**SET TASK**.
Which lines in the items below contain the word "plastic"? Pull out each one and copy it in full.

**THE RECORDS**.
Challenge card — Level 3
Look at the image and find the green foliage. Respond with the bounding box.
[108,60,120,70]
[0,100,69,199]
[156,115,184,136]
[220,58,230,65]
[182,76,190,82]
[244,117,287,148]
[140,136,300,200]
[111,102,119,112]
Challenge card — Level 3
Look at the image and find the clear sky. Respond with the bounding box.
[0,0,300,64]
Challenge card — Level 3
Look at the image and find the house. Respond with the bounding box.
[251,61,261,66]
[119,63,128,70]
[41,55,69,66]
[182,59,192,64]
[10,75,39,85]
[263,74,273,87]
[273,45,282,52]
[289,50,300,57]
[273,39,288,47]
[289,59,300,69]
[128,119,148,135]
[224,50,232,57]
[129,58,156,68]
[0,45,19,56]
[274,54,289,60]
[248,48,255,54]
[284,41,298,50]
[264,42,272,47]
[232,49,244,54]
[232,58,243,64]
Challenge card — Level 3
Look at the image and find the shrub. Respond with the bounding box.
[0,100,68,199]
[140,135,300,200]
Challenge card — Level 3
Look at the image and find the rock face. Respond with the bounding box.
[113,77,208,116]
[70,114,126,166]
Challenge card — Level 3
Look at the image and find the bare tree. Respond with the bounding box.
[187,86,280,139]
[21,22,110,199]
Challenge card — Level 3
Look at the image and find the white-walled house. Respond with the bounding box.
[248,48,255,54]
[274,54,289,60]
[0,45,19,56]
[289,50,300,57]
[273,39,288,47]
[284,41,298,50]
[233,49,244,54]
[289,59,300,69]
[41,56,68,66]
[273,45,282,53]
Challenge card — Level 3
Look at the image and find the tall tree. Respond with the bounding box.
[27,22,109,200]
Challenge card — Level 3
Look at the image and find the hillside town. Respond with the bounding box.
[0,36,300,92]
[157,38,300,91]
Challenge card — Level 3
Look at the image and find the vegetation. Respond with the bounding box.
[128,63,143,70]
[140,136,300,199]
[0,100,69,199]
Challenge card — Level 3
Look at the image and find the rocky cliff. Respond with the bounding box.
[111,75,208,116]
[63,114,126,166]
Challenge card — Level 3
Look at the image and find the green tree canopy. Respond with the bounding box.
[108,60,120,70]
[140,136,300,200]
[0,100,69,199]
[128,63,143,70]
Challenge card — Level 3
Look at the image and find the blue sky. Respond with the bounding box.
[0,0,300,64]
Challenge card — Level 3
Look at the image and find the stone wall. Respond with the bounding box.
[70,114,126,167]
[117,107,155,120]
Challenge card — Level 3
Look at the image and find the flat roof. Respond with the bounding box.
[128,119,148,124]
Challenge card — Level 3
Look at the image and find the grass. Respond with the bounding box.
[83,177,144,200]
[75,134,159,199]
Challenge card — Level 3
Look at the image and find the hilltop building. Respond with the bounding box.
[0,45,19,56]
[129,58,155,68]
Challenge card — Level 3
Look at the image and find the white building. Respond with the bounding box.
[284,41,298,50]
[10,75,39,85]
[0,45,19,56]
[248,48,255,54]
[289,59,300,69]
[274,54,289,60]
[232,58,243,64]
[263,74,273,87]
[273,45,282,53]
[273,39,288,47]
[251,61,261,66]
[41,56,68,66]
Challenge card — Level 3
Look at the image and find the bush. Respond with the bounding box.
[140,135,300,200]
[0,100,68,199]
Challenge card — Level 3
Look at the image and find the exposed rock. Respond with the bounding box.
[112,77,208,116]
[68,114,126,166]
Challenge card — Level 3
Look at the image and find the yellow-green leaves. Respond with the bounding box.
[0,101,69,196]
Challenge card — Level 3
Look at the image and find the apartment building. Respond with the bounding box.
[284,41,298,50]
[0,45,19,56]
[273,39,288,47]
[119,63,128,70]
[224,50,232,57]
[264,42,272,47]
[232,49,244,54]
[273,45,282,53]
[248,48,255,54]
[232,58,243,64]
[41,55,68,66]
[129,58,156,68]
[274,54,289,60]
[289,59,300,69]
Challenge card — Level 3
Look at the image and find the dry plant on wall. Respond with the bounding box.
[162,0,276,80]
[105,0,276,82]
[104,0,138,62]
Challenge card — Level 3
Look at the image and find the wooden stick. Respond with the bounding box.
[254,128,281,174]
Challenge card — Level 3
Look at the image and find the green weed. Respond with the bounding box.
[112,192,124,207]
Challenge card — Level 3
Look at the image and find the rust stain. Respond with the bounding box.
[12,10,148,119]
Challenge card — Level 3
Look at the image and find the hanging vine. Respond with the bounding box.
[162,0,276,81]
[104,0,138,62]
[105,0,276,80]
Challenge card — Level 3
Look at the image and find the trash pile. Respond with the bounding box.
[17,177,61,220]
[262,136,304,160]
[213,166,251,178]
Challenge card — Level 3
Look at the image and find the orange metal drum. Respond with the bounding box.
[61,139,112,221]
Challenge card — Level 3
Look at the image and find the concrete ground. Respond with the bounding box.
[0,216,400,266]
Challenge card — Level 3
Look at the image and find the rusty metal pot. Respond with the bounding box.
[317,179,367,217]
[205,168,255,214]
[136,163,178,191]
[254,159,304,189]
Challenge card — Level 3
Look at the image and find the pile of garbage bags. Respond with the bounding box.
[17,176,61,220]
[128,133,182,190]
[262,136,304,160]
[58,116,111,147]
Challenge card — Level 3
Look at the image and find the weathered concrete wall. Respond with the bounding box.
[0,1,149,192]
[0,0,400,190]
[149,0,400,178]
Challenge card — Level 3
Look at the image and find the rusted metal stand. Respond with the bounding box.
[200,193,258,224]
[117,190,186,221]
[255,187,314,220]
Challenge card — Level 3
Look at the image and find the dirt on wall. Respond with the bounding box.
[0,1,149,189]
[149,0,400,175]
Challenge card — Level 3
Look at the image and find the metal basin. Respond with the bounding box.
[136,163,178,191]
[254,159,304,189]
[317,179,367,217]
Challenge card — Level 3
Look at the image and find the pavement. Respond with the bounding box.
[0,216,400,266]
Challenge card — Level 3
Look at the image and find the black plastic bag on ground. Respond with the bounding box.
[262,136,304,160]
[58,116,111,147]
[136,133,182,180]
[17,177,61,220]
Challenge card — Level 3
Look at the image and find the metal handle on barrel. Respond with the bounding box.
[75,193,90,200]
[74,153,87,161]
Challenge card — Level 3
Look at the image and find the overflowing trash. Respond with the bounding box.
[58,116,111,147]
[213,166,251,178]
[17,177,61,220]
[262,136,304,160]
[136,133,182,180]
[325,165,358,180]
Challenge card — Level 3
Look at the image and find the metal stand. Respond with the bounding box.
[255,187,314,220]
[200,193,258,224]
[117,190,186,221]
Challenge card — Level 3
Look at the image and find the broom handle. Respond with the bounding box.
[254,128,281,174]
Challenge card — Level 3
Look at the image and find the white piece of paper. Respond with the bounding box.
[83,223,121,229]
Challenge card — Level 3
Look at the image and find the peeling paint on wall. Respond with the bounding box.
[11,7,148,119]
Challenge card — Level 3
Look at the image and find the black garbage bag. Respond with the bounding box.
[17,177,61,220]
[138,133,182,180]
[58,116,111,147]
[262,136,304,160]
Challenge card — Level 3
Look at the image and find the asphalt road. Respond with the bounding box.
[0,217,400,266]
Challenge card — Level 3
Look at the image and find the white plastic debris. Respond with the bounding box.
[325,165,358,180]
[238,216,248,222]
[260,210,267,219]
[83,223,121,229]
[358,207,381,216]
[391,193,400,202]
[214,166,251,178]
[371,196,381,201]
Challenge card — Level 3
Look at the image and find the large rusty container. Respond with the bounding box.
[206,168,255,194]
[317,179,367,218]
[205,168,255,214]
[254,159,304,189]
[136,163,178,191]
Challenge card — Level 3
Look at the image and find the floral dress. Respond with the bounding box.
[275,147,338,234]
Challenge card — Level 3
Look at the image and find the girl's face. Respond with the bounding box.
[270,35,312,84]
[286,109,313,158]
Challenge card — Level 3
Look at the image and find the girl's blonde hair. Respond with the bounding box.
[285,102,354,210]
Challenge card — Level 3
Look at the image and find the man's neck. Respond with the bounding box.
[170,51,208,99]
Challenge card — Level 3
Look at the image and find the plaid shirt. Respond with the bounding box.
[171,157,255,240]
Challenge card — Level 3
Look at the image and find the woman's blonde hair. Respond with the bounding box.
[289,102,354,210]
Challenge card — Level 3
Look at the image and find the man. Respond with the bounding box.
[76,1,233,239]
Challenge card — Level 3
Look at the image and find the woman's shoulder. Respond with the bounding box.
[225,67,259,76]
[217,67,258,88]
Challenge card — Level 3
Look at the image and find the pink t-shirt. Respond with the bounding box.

**RESULT**.
Look at the image and find the black plastic bag on ground. Respond with the bounding box.
Look at the image and find the white plastic debris. Respond with the bounding box.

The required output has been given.